Task objective
Nothing but the lines from the line with "Point to the boy in white" through the end of the data is to be copied, and each is to be copied exactly.

Excerpts from point annotation data
* START *

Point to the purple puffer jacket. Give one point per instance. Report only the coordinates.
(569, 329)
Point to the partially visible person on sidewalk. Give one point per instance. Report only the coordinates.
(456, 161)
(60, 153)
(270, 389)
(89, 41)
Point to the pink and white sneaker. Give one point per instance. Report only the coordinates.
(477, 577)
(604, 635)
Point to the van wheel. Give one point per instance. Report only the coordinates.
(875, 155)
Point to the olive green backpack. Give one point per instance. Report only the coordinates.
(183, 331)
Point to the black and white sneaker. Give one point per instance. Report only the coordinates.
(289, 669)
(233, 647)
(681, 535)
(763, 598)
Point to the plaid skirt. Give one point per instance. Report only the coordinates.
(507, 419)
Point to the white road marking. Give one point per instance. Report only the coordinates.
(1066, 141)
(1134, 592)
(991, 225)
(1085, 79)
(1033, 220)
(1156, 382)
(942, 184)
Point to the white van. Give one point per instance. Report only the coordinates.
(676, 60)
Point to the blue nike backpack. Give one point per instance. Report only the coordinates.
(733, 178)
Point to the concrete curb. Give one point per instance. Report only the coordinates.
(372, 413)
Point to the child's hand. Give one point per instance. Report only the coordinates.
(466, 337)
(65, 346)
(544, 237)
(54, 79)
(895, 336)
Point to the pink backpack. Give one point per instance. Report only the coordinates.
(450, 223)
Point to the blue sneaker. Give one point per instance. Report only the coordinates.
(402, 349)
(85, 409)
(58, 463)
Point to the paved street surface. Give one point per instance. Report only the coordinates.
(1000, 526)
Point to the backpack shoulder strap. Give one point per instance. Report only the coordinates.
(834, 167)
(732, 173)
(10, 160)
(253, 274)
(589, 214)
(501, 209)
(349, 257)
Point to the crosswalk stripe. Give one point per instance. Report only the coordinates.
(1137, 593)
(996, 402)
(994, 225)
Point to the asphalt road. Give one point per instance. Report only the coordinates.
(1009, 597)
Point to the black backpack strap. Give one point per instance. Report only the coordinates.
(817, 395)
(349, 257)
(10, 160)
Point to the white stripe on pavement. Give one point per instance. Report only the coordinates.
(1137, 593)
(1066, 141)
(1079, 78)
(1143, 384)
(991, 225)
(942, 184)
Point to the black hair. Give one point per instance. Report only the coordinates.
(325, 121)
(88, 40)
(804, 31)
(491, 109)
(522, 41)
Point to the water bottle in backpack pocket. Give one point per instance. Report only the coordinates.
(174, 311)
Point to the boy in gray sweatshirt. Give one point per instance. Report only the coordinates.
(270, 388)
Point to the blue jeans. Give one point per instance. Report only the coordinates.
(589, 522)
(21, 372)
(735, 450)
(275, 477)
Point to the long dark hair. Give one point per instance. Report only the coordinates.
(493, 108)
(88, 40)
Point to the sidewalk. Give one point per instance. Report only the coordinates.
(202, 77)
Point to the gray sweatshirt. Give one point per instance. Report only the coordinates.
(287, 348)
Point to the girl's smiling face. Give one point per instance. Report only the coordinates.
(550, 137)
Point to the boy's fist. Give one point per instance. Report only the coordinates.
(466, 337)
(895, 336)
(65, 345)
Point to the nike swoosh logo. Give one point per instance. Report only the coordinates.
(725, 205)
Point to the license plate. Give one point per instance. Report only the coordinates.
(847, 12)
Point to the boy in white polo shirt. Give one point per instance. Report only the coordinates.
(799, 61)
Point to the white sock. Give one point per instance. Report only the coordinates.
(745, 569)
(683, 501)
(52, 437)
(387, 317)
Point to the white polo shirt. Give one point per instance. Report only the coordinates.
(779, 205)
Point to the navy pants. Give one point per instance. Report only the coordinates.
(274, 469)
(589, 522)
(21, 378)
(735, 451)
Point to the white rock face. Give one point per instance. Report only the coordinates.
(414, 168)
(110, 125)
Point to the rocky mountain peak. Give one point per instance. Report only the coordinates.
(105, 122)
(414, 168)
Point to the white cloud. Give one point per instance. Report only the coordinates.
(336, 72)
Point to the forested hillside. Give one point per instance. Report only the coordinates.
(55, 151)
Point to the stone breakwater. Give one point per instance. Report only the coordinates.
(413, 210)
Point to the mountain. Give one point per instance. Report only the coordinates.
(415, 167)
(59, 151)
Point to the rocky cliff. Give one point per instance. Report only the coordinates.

* END *

Answer to this task
Point to the boy in white polo shirt. Give one point per instance. Report only the coordinates.
(799, 61)
Point to the white sock. Give one point per instance. Report only the coordinates.
(745, 569)
(683, 501)
(52, 437)
(387, 317)
Point to the white polo shirt. Give one point per instance. Report only the coordinates.
(779, 205)
Point to the navy pants. Give one point per instance. Report only the coordinates.
(274, 469)
(589, 522)
(21, 378)
(735, 451)
Point to the white rock face. Give one point per instance. Report only the coordinates.
(414, 168)
(110, 125)
Point to the rocky mountain peak. Give one point per instance. Report only the coordinates.
(105, 122)
(414, 168)
Point to the white cloud. Give one point per instance. Report only the coordinates.
(336, 72)
Point to the forested hillside. Give one point per instance. Report only the coordinates.
(55, 151)
Point to the stone breakwater. Give one point per instance. Report only the coordinates.
(413, 210)
Point to the mountain. Give one point per instance. Report only the coordinates.
(415, 167)
(59, 151)
Point to the rocky cliff. Give one point per instance. Report only the coordinates.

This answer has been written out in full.